Stored items:
▼

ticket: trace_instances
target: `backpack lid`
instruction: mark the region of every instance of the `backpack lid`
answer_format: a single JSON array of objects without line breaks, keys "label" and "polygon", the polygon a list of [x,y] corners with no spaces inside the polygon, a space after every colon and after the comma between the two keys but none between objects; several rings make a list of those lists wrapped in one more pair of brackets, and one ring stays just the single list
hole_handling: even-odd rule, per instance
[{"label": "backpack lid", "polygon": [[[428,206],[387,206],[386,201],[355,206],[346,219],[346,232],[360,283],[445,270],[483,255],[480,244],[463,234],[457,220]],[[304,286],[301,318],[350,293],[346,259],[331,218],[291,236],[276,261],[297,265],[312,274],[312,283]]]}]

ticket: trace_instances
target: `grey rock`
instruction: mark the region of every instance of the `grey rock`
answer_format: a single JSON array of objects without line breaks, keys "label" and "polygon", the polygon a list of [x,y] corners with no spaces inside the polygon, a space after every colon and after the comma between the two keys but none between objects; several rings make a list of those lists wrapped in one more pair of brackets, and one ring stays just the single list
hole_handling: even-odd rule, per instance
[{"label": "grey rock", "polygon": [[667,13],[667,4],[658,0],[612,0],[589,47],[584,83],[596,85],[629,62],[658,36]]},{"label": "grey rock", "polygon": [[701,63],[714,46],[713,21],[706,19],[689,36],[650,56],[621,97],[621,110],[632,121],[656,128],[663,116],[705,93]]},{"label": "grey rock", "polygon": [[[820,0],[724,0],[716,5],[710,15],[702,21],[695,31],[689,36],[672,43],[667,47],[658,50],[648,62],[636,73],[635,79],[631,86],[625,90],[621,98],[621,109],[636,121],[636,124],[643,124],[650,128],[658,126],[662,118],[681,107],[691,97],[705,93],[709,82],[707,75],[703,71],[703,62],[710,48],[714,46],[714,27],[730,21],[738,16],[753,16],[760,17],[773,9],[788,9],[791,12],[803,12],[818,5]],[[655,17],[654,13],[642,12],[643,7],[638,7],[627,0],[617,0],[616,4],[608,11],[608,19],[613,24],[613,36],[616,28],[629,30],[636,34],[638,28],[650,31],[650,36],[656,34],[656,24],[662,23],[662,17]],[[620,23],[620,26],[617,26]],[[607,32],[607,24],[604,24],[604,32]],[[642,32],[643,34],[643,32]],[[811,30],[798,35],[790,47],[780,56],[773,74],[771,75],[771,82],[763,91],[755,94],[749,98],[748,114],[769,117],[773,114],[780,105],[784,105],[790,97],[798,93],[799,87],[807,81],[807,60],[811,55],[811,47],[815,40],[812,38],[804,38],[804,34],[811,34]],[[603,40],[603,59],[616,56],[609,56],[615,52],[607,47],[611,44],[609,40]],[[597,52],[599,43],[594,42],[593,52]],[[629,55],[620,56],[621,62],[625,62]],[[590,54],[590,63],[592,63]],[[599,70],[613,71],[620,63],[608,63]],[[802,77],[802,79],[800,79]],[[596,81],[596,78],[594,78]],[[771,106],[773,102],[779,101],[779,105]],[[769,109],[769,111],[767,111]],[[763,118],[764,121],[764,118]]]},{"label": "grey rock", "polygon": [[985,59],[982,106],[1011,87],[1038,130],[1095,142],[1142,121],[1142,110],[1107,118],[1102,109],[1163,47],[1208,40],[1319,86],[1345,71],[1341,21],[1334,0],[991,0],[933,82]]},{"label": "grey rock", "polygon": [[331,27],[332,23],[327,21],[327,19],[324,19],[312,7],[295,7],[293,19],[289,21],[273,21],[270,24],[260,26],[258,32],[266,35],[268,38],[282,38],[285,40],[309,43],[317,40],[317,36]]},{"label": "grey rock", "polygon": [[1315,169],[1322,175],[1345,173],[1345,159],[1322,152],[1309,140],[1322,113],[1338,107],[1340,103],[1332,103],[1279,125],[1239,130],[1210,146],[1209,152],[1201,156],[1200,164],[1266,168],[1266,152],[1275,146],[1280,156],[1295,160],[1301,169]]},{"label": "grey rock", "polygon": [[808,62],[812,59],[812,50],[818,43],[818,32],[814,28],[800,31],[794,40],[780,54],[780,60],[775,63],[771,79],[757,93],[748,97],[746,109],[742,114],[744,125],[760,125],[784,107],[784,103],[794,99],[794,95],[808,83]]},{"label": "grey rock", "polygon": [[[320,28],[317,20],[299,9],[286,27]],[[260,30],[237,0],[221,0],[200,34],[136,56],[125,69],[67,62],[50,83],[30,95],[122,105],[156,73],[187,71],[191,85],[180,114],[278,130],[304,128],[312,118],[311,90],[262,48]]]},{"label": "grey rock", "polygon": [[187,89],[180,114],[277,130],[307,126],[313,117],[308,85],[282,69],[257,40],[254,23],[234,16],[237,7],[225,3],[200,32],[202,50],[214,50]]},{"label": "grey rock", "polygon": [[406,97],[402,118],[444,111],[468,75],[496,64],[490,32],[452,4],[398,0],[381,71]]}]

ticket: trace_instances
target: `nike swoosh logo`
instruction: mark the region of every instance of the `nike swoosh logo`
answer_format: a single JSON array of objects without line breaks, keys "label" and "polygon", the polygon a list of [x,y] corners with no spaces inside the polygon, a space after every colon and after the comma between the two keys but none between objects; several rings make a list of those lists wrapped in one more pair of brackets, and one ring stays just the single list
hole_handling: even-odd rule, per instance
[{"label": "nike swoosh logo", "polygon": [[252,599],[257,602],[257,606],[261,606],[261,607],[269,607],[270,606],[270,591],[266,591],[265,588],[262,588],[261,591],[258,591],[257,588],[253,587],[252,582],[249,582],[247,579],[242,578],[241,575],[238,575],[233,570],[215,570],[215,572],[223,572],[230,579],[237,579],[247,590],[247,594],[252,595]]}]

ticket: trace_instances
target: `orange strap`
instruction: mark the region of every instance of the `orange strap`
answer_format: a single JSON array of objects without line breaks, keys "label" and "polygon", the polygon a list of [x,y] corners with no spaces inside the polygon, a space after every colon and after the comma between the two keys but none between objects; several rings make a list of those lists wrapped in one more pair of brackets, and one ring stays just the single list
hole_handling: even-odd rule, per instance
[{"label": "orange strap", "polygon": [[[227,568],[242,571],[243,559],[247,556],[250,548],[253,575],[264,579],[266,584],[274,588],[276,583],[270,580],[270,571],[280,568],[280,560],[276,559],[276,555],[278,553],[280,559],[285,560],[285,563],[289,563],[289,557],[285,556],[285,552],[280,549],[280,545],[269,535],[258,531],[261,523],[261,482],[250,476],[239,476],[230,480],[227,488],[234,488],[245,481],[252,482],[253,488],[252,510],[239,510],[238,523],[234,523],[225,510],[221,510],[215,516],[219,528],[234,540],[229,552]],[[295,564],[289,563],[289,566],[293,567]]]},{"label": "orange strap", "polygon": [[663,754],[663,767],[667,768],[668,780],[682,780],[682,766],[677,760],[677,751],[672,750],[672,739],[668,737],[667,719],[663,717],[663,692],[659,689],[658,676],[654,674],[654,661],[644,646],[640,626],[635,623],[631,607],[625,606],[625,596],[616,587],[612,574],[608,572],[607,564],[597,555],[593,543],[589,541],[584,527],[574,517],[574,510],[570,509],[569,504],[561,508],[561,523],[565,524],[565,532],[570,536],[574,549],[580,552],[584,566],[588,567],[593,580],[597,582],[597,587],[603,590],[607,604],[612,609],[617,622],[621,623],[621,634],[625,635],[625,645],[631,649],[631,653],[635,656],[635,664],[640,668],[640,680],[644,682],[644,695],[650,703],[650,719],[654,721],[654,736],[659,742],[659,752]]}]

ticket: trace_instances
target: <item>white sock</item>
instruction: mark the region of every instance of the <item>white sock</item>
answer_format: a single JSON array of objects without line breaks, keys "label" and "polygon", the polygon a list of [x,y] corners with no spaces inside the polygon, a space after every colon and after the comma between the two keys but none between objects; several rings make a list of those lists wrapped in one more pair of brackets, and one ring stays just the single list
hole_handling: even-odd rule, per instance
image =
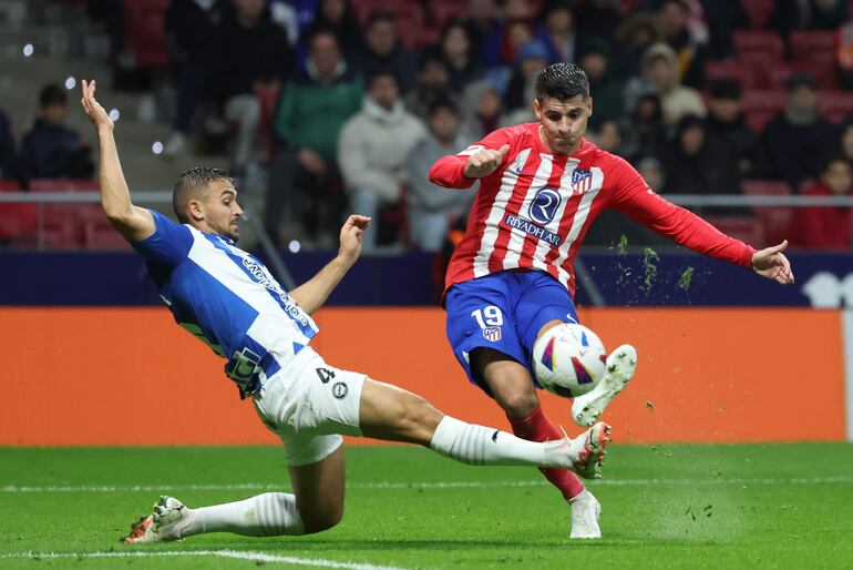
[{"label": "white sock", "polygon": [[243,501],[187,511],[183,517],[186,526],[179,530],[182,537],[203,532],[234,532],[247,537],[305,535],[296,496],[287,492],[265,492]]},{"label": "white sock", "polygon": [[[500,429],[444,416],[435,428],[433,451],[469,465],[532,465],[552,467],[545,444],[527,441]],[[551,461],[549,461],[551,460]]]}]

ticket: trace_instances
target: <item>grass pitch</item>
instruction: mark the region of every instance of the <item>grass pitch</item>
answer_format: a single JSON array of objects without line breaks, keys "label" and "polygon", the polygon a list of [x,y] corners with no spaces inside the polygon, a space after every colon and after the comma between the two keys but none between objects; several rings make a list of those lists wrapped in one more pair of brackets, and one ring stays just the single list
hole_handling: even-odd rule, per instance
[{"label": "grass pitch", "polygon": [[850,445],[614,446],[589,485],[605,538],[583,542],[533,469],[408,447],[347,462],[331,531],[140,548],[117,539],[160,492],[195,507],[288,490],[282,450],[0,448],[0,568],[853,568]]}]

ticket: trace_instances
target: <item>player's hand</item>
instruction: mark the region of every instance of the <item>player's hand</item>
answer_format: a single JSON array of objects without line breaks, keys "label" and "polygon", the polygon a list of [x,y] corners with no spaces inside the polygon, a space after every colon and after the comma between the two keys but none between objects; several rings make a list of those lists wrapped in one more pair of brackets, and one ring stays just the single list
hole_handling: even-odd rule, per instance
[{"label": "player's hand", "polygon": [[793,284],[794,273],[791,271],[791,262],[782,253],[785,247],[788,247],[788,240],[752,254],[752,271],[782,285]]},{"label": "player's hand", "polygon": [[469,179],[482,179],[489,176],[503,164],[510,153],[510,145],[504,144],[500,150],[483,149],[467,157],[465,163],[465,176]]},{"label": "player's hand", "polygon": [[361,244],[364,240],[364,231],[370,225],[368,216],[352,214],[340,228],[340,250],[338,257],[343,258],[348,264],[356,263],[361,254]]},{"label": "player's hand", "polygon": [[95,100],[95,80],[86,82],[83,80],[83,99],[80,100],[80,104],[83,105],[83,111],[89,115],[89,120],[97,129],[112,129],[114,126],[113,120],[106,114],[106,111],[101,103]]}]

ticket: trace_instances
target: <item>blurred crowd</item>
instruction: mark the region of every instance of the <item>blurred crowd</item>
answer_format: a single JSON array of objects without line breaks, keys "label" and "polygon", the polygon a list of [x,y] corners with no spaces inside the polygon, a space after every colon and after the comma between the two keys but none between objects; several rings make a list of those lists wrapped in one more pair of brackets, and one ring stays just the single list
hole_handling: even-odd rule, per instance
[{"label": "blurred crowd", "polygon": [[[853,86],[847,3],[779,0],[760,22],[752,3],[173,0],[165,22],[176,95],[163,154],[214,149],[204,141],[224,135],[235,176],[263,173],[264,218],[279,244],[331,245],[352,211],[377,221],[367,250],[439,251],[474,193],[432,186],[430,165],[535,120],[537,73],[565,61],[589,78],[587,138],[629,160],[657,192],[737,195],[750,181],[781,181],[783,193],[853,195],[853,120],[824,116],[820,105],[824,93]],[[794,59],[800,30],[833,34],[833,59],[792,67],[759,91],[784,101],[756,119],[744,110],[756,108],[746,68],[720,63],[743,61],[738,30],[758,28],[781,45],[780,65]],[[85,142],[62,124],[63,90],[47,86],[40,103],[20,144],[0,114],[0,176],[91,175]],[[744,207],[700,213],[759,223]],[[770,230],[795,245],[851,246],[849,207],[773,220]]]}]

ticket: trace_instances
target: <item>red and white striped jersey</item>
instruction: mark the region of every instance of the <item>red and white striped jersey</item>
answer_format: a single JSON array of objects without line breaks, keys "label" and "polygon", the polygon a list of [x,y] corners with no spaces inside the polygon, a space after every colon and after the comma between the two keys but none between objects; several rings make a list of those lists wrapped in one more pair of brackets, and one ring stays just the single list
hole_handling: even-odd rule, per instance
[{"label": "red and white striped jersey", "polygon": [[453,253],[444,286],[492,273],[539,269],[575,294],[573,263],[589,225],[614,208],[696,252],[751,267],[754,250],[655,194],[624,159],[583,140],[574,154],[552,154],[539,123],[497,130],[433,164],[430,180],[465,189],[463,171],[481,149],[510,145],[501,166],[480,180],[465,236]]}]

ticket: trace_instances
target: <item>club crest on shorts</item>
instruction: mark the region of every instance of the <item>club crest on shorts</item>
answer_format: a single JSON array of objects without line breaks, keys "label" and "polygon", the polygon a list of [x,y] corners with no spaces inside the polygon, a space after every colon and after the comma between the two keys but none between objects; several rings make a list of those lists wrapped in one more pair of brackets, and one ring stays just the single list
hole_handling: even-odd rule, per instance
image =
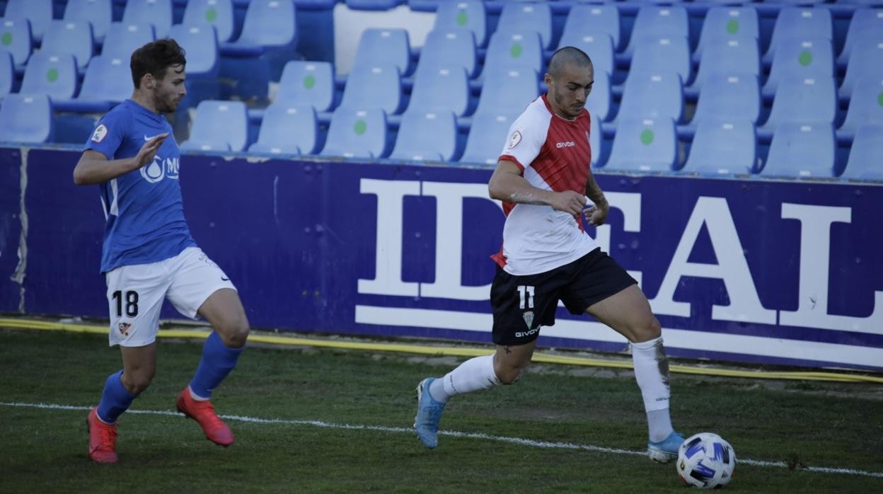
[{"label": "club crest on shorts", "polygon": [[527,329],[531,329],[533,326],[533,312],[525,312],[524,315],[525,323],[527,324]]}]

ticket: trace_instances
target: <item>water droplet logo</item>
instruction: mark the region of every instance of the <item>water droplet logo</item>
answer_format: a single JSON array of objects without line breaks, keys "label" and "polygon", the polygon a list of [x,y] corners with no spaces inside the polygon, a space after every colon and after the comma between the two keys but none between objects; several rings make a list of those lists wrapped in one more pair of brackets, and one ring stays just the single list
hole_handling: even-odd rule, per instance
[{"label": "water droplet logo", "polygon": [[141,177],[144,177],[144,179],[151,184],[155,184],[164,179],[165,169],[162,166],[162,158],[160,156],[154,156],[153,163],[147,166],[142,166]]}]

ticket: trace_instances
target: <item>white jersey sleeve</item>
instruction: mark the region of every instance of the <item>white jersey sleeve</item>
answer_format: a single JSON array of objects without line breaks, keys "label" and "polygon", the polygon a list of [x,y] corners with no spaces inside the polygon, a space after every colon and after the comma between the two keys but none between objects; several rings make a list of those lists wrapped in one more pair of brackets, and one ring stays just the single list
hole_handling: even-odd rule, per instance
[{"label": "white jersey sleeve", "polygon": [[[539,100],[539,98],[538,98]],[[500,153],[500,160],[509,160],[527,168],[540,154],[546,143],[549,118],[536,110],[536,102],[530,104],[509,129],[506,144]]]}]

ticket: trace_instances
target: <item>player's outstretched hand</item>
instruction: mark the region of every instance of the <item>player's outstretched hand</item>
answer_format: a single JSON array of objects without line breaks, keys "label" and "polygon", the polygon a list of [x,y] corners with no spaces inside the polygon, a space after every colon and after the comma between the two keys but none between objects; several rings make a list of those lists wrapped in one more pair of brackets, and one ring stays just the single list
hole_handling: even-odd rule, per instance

▲

# Problem description
Select every row above that contains the word "droplet" and copy each one in full. Case counts.

# Final result
target: <item>water droplet logo</item>
instruction: mark the region of every instance of the <item>water droplet logo</item>
[{"label": "water droplet logo", "polygon": [[141,177],[144,177],[144,179],[151,184],[155,184],[164,179],[165,169],[162,166],[162,158],[160,156],[154,156],[153,163],[147,166],[142,166]]}]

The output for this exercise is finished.